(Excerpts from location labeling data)
-*-

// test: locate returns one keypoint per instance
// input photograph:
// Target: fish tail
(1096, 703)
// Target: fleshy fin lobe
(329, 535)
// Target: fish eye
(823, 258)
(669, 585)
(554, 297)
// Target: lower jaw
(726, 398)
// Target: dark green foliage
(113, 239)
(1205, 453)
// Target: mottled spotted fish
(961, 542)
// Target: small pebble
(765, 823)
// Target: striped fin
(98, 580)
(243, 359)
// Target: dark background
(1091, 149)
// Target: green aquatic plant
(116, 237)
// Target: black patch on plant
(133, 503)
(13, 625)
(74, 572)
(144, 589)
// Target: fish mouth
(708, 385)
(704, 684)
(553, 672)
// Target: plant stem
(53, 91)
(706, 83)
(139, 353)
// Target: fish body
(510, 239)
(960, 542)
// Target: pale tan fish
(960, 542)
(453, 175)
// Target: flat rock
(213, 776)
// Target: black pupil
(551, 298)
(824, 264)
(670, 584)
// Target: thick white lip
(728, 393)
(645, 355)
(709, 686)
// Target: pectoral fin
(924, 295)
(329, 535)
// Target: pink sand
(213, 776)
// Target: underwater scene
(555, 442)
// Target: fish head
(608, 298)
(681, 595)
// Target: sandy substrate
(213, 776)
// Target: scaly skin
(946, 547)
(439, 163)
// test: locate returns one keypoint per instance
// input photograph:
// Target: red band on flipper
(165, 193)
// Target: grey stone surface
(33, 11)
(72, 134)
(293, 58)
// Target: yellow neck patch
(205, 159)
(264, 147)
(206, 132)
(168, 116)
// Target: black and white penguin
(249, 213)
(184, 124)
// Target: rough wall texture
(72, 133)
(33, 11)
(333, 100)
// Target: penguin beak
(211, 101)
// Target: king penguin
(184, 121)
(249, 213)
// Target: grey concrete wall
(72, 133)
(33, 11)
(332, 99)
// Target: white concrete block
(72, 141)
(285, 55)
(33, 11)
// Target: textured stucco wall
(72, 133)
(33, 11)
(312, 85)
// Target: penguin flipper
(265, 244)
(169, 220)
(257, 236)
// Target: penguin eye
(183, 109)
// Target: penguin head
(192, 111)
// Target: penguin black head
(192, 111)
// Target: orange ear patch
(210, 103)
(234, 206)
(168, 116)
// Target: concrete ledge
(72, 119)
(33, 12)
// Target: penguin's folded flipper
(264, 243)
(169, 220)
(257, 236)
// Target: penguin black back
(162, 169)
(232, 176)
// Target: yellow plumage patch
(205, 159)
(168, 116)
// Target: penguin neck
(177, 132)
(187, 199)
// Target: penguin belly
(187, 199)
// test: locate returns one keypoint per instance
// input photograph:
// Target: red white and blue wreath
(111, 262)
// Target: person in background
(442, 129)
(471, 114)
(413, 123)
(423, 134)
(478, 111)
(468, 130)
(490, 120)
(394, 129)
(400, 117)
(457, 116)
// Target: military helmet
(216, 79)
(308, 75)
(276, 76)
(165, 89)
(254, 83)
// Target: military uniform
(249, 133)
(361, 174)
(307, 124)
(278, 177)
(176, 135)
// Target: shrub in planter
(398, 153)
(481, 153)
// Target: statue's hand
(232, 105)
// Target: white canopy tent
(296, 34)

-*-

TO DO :: Reproduce all of the items above word for word, line by line.

SOLVED PROBLEM ::
// test: locate returns one keypoint per instance
// input photograph:
// Target: fish tail
(1096, 703)
// Target: fleshy fin lobe
(329, 535)
// Target: fish eye
(823, 258)
(669, 585)
(554, 297)
// Target: lower jaw
(726, 398)
// Target: dark green foliage
(113, 239)
(1205, 453)
// Target: mottled spotted fish
(961, 542)
// Target: small pebble
(765, 823)
// Target: striped fin
(98, 580)
(243, 359)
// Target: dark background
(1091, 149)
// Target: green aquatic plant
(116, 237)
// Target: black patch on plant
(133, 503)
(13, 625)
(74, 572)
(144, 589)
// Target: fish mouth
(708, 385)
(704, 684)
(553, 672)
// Target: plant stem
(53, 91)
(706, 83)
(139, 353)
// Target: fish body
(510, 239)
(960, 542)
// Target: pale tan fish
(960, 542)
(453, 175)
// Target: flat rock
(213, 776)
// Target: black pupil
(551, 298)
(824, 264)
(670, 584)
// Target: thick white lip
(728, 393)
(645, 355)
(709, 686)
// Target: pectoral fin
(924, 295)
(329, 535)
// Target: pink sand
(213, 776)
// Target: underwater scene
(555, 442)
// Target: fish head
(608, 298)
(681, 595)
// Target: sandy substrate
(213, 776)
// Target: scaly skin
(946, 547)
(439, 163)
// test: locate returns one keypoint per instance
// input photograph:
// Target: red band on flipper
(165, 193)
// Target: grey stone surface
(33, 11)
(72, 134)
(293, 58)
// Target: yellow neck patch
(205, 159)
(264, 147)
(206, 132)
(168, 116)
// Target: black and white penguin
(249, 213)
(184, 124)
// Target: rough wall texture
(72, 133)
(33, 11)
(333, 100)
// Target: penguin beak
(211, 101)
// Target: king penguin
(184, 121)
(249, 213)
// Target: grey concrete wall
(72, 133)
(33, 11)
(332, 99)
// Target: white concrete block
(72, 141)
(285, 55)
(33, 11)
// Target: textured stucco wall
(72, 133)
(33, 11)
(312, 85)
// Target: penguin flipper
(265, 244)
(169, 220)
(257, 236)
// Target: penguin eye
(183, 109)
// Target: penguin head
(192, 111)
// Target: penguin black head
(192, 111)
// Target: orange ear patch
(210, 103)
(234, 206)
(168, 116)
// Target: concrete ledge
(72, 119)
(33, 12)
// Target: penguin's folded flipper
(264, 243)
(169, 220)
(257, 236)
// Target: penguin black back
(162, 169)
(232, 176)
// Target: yellow plumage patch
(205, 159)
(168, 116)
// Target: penguin neck
(177, 132)
(187, 199)
// Target: penguin belly
(187, 199)
// test: locate returns one keypoint per instance
// input photograph:
// Target: red white and blue wreath
(111, 262)
// Target: person in background
(442, 129)
(471, 114)
(413, 123)
(423, 134)
(478, 111)
(468, 130)
(490, 120)
(394, 129)
(400, 117)
(457, 116)
// Target: military helmet
(216, 79)
(308, 75)
(276, 76)
(165, 89)
(254, 83)
// Target: military uniform
(249, 133)
(361, 174)
(307, 124)
(278, 177)
(176, 135)
// Target: shrub in planter
(398, 153)
(481, 153)
// Target: statue's hand
(232, 105)
// Target: white canopy tent
(296, 34)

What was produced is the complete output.